#### TASK ITEM A
Render this sentence from the news report on South Africa's AIDS treatment plan in Spanish: "The United Nations’ top AIDS officials also praised the plan."
#### TASK ITEM B
Extend the news report on South Africa's AIDS treatment plan by writing what follows its final paragraph.

Dr. Nono Simelela, the Health Department chief AIDS official and a member of the team that drafted the plan, told a news conference, ”It is a huge challenge and we are not underestimating it.”
“But we’re hitting it with all guns. Everything that we can find, we’re throwing at this virus.”
Thousands of doctors and nurses must be trained, hundreds of millions of dollars has to be spent on drugs, and new networks need to be set up to ensure patients comply with treatment guidelines designed to prevent the development of drug-resistant strains of HIV.
But officials see the steps as necessary. Already, South Africa has the world’s highest HIV/AIDS caseload with more than 5 million of its 45 million people infected.
Activists, business leaders and opposition politicians demanding more aggressive action against AIDS prompted the government in August to call for including anti-retroviral drugs in the national strategy to tackle AIDS. Mbeki’s government had previously argued that the drugs were expensive, hard to take and potentially toxic.
Zackie Achmat, the vocal leader of the AIDS activist group Treatment Action Campaign, hailed the decision as a “really an enormous victory” during an interview with the BBC.
“I danced the whole morning,” he said.
Former U.S. President Clinton, who helped to broker the deal, said the program could help drive down the price of AIDS drugs and become a model for other nations.
“I applaud President Mbeki and his government for their leadership and commitment to stopping the scourge of AIDS in South Africa,” he said in a statement.
The United Nations’ top AIDS officials also praised the plan.
“South Africa’s bold move to ensure that millions of HIV-positive people have access to treatment should mobilize other African governments to make treatment a reality for those infected,” said Dr. Peter Piot, the executive director of UNAIDS.

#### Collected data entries

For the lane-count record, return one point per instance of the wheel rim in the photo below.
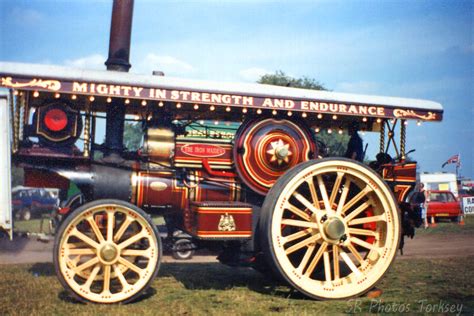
(108, 253)
(334, 229)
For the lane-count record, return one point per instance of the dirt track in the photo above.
(29, 250)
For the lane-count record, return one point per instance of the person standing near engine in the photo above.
(354, 147)
(422, 198)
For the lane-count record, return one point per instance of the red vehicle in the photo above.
(443, 204)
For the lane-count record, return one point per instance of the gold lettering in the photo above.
(237, 99)
(160, 94)
(79, 87)
(289, 104)
(206, 97)
(279, 103)
(196, 96)
(174, 95)
(247, 101)
(226, 99)
(102, 89)
(185, 95)
(126, 90)
(267, 103)
(314, 106)
(352, 109)
(114, 90)
(137, 91)
(216, 98)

#### EXPECTED OUTPUT A
Los máximos responsables de las Naciones Unidas en materia de sida también elogiaron el plan.

#### EXPECTED OUTPUT B
Simelela said about 50,000 people could receive drug treatment in 2004, increasing to as many as 1.4 million by 2009. The total budget would also increase from about $44 million next year to some $666 million in 2009.
Government officials are confident they can set up 50 “service points” around the country by the end of 2004 to administer the drugs and monitor patients, Simelela said. She also conceded that setting up such clinics in every town and municipality would take time.
When announcing the plan, Health Minister Manto Tshabalala-Msimang explained that “once identified as HIV-positive, patients will be assessed for the stage of their illness and referred into appropriate medical care.”
Treatment would focus on slowing the progression of the disease to full-blown AIDS and maintaining good health through prompt treatment of opportunistic infections, she said.
It will take time for South Africa to find sources for lower-cost drugs. Government officials say they are in talks with pharmaceutical companies, but they were unable to give details. “I don’t want to give a timeline,” Simelela said.
Last month four generic drug companies, including one from South Africa, announced a deal to make anti-retroviral drugs available in Africa and the Caribbean for about $140 per person per year, about half the current price.